Qu’est-ce qu’un virage (hypo)maniaque ?
Dans les premières semaines après initiation d’un antidépresseur, les symptômes dépressifs ou anxieux sont remplacés par, ou co-existent avec, des symptômes (hypo)maniaques :
- humeur euphorique, irritable ou labile ;
- réduction du besoin de sommeil ;
- hyperactivité motrice ;
- accélération des idées et du débit verbal ;
- augmentation de la confiance en soi, projets multiples ;
- conduites à risque (dépenses excessives, consommation de toxiques, conduites à risque sexuelles, etc.).
Ces symptômes sont d’intensité variable : de très discrets à intenses justifiant une hospitalisation. Pour rappel, la dépression avec caractéristiques mixtes (co-existence de symptômes dépressifs et maniaques) est une situation à haut risque de suicide.

### LES DONNÉES
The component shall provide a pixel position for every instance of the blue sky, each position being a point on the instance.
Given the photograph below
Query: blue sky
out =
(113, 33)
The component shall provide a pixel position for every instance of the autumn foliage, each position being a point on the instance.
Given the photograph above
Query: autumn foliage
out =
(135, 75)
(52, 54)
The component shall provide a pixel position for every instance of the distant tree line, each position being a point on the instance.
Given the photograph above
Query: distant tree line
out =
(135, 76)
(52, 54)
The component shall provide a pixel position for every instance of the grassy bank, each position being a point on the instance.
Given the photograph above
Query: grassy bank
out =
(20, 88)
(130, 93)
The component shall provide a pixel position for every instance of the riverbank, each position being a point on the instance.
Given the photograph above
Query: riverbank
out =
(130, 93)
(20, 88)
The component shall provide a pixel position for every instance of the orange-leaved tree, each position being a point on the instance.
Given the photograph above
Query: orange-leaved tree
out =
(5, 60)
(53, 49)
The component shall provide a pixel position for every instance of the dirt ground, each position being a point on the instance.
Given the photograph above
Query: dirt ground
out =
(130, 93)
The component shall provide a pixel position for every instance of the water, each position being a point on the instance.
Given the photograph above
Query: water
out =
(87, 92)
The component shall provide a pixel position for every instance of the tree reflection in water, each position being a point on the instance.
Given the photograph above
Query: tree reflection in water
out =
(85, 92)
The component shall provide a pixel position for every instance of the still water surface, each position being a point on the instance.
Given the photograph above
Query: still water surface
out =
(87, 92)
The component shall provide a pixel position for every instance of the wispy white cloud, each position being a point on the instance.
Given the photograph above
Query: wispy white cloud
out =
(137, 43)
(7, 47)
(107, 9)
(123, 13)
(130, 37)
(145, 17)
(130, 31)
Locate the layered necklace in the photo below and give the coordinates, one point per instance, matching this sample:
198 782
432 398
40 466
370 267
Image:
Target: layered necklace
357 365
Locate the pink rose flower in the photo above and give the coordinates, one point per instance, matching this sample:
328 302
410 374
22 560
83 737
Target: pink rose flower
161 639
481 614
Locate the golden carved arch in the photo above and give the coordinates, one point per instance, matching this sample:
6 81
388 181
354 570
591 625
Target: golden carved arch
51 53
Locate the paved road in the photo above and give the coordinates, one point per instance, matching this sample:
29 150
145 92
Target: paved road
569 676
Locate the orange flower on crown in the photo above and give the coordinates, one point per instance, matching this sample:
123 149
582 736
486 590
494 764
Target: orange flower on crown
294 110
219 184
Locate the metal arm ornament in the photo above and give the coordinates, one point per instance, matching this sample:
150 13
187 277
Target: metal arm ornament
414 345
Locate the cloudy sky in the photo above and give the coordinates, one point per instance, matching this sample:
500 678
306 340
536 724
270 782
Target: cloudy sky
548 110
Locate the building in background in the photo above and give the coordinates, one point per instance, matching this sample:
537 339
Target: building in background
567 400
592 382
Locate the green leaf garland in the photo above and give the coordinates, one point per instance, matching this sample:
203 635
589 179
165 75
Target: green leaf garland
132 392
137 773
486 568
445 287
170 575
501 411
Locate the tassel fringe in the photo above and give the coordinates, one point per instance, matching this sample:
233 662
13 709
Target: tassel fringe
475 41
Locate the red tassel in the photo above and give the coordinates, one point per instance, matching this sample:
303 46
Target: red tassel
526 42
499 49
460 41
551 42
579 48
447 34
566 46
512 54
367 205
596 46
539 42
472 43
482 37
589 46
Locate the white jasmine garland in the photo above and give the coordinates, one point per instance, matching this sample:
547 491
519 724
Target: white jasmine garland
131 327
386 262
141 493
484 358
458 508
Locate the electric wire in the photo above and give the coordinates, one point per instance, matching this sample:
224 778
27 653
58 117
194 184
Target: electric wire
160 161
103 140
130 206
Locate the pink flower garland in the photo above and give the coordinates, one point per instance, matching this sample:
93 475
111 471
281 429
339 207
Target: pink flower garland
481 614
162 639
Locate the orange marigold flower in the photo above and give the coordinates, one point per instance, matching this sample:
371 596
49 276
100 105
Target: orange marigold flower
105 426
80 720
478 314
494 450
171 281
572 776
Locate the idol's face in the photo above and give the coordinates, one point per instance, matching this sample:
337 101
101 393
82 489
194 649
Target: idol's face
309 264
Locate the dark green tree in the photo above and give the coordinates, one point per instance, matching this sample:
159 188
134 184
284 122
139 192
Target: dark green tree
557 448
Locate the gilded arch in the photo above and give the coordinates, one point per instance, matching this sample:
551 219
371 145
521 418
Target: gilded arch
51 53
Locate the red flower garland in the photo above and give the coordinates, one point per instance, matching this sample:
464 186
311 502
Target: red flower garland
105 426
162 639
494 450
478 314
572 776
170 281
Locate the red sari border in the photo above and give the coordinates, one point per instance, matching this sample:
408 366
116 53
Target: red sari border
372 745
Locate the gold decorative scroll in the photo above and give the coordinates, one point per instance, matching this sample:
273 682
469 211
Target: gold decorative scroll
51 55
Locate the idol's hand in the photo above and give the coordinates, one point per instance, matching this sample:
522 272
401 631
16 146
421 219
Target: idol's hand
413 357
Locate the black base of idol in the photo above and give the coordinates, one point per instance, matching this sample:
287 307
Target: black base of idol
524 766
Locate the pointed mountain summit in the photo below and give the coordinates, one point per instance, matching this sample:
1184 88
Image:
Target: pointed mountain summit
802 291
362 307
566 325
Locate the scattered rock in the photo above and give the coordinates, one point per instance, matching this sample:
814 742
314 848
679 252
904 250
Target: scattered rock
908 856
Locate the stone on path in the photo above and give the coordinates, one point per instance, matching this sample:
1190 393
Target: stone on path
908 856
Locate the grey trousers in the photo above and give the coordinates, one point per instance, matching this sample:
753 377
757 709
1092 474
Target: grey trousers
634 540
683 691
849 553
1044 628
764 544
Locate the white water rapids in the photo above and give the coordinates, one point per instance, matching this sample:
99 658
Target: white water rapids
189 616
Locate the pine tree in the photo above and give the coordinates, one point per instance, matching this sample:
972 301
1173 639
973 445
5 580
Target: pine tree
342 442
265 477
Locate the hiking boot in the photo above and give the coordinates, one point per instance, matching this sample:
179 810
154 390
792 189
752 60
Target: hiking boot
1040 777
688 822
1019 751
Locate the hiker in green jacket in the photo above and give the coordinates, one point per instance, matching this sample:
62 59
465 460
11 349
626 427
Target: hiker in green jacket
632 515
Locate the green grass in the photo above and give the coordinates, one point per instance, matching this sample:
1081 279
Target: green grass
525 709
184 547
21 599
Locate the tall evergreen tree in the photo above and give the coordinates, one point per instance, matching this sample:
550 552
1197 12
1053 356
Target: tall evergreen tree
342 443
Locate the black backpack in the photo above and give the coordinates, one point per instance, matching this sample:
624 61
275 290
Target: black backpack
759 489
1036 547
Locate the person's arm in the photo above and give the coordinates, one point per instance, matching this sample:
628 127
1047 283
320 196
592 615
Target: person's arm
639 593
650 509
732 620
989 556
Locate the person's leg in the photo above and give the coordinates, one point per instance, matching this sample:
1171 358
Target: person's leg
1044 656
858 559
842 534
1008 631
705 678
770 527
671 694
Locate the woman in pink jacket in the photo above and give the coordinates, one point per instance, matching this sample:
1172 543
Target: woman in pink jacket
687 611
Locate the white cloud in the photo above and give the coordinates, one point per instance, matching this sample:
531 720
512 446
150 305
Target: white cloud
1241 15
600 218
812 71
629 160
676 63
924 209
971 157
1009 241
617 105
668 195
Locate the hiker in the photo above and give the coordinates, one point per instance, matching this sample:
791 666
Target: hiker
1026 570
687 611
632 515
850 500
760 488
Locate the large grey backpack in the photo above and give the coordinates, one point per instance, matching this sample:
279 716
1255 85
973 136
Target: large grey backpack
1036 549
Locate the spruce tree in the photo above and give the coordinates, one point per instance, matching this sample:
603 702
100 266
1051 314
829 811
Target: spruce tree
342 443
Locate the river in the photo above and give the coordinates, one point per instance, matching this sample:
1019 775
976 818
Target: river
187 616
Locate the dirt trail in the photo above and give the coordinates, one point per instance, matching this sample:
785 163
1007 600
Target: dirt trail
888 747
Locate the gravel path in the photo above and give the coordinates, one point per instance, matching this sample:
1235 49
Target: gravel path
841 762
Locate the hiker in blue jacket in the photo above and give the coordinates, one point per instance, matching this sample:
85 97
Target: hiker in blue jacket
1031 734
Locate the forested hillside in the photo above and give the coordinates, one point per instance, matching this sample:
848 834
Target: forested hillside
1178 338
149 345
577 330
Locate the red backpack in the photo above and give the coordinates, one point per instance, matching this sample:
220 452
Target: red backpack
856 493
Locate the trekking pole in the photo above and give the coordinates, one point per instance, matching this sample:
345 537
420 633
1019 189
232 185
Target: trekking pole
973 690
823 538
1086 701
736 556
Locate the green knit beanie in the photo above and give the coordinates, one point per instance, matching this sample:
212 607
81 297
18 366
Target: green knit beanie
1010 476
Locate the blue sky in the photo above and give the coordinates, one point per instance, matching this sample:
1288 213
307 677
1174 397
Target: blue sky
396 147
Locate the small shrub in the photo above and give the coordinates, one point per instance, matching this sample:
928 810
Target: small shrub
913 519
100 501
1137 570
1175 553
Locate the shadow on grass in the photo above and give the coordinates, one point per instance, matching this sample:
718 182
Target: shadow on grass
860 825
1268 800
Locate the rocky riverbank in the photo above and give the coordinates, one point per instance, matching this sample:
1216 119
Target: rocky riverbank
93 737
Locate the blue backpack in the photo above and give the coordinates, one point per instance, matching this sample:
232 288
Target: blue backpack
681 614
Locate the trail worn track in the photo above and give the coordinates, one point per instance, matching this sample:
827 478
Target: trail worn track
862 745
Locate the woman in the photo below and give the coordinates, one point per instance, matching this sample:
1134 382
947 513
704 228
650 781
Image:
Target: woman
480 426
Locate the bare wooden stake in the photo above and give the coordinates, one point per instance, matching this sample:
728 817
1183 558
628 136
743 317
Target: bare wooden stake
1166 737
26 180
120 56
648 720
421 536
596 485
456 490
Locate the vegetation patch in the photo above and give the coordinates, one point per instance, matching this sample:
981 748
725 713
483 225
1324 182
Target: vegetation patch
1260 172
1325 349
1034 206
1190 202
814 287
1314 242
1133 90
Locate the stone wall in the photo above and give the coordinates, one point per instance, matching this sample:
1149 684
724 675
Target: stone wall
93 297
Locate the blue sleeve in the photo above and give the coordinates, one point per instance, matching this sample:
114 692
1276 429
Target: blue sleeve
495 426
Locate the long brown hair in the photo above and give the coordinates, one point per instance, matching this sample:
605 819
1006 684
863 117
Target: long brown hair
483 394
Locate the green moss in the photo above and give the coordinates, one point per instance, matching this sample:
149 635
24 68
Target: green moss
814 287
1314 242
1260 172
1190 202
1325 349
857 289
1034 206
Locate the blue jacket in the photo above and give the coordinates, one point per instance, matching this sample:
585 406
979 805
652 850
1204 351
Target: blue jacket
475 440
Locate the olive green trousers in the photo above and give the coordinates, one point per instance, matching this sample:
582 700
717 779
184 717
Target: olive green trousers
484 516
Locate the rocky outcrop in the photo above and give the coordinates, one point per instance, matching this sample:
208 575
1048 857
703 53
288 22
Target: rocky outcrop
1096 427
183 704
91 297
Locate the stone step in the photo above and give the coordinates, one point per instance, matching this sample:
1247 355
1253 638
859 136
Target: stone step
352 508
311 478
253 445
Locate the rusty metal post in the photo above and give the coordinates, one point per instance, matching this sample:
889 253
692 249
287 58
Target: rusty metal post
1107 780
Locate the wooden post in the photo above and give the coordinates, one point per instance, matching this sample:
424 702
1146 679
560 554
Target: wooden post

### À VOUS
Reprenez le texte sur le virage (hypo)maniaque et prolongez-le à partir de sa dernière phrase.

### RÉPONSE RÉDIGÉE
Lorsque ces symptômes apparaissent chez une personne sans trouble bipolaire connu, ils témoignent d’une vulnérabilité bipolaire qui s’exprime sous l’effet de l’antidépresseur. Plusieurs critères permettent de repérer cette vulnérabilité :
- 1er épisode dépressif avant 25 ans ;
- antécédents familiaux de trouble bipolaire ou de suicide ;
- début en post-partum ;
- symptômes psychotiques ;
- ralentissement moteur ;
- fluctuations de l’humeur, surtout si caractère saisonnier.
Une situation fréquente est celle où ces facteurs de vulnérabilité n’ont pas été recherchés, et où les symptômes hypomaniaques survenant sous antidépresseurs ne sont pas repérés. Cela est en grande partie responsable du retard diagnostique de plusieurs années des personnes ayant un trouble bipolaire.
Tous les traitements antidépresseurs peuvent induire un virage maniaque, mais certains sont plus à risque : il s’agit des antidépresseurs tricycliques et de la venlafaxine.
Que faire en cas de virage (hypo)maniaque ?
La conduite à tenir est très claire concernant l’antidépresseur : il est vivement conseillé de l’arrêter, ou au moins de réduire la dose (mais c’est le plus souvent une prise de risque de le maintenir). Le risque de symptômes de sevrage lié à l’arrêt rapide de l’antidépresseur est le plus souvent négligeable si l’antidépresseur a été introduit récemment.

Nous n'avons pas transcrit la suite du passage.